Belge alıntısı:
○ ○ ○ ○ ○ ○ ○
Frankenstein – Mary Shelley Kitap Özeti

Frankenstein – Mary Shelley Kitabına Ait Geniş ve Özgün Özet

Mary Shelley’nin 1818 yılında yayımlanan Frankenstein ya da Modern Prometheus adlı romanı, gotik edebiyatın ve bilimkurgu türünün öncü eserlerinden biridir. 19 yaşında yazdığı bu başyapıt, bilimsel hırsın, insan doğasının ve yaratılışın etik sınırlarının sorgulandığı derin bir hikâyedir. Roman, genç bilim insanı Victor Frankenstein’ın ölü bedenlerden bir yaratık meydana getirmesi ve bu yaratığın hem yaratıcısı hem de toplum tarafından reddedilmesiyle gelişen trajik olayları anlatır. Shelley, eserinde yalnızlık, intikam, yaratıcı sorumluluğu ve insanlığın sınırlarını ustalıkla işler. Hikâye, Kuzey Kutbu’nda bir gemide mahsur kalan Kaptan Robert Walton’un mektuplarıyla çerçevelenmiş bir anlatım sunar; Walton, Victor’un ağzından dinlediği bu korkunç öyküyü kaydeder. Frankenstein, sadece bir korku hikâyesi değil, aynı zamanda insan ruhunun karanlık yönlerini ve bilimsel keşiflerin ahlaki sonuçlarını sorgulayan zamansız bir romandır.
○ ○ ○ ○ ○ ○ ○
Sağlanan bilgiler:
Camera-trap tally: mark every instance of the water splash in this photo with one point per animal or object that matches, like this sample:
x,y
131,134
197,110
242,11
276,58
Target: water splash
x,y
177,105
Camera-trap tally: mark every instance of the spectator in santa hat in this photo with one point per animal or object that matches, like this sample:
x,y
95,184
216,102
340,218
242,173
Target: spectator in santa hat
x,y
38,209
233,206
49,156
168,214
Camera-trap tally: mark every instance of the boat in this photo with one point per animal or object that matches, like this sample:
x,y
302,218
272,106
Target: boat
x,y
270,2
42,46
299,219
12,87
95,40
○ ○ ○ ○ ○ ○ ○
İstenenler: Frankenstein romanının özetini son cümlesinden sonra kaldığı yerden sürdürün.

Göreve yanıt:
Roman, Walton’un Kuzey Kutbu’na yaptığı keşif gezisiyle başlar. Gemi buzlar arasında sıkışmışken, mürettebat bir köpek kızağı üzerinde bitkin bir adam görür: Victor Frankenstein. Walton, Victor’u gemiye alır ve iyileşirken onun hikâyesini dinler. Victor, İsviçre’nin Cenevre kentinden gelen varlıklı bir ailedendir. Çocukluğunda kuzeni Elizabeth ve arkadaşı Henry Clerval ile mutlu bir hayat sürmüştür. Ancak doğa bilimlerine olan merakı, onu Ingolstadt Üniversitesi’nde kimya ve felsefe okumaya iter. Orada, eski simyacıların “hayatın sırrı” üzerine yazdıklarını keşfeder ve insan yaşamını yaratma hırsına kapılır. Yıllarca çalışarak, mezarlardan topladığı beden parçalarını birleştirir ve elektrikle bir yaratık canlandırır. Ancak sonuç korkunçtur: Yaratık, devasa, iğrenç ve korkutucu bir varlıktır. Victor, kendi eserinden tiksinir ve onu terk eder.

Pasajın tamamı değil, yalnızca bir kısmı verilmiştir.